** DATASET CONTENT follows **

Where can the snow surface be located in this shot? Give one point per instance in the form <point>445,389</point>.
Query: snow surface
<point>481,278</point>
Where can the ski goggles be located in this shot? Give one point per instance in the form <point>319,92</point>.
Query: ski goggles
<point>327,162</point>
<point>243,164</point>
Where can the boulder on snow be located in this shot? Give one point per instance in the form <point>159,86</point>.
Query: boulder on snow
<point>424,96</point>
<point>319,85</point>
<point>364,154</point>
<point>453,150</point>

** End of DATASET CONTENT **

Return a faithful copy of all the records above.

▶ TASK ANSWER
Where can the snow surface be located in this shot? Give one point per instance in the form <point>445,389</point>.
Query: snow surface
<point>481,278</point>
Where can the ski goggles be located in this shot? Give one point per instance in the form <point>319,92</point>.
Query: ski goggles
<point>327,162</point>
<point>243,164</point>
Where can the boulder on snow be located in this shot? Give one point per instance in the form <point>159,86</point>.
Query: boulder on snow
<point>424,96</point>
<point>319,85</point>
<point>364,154</point>
<point>453,150</point>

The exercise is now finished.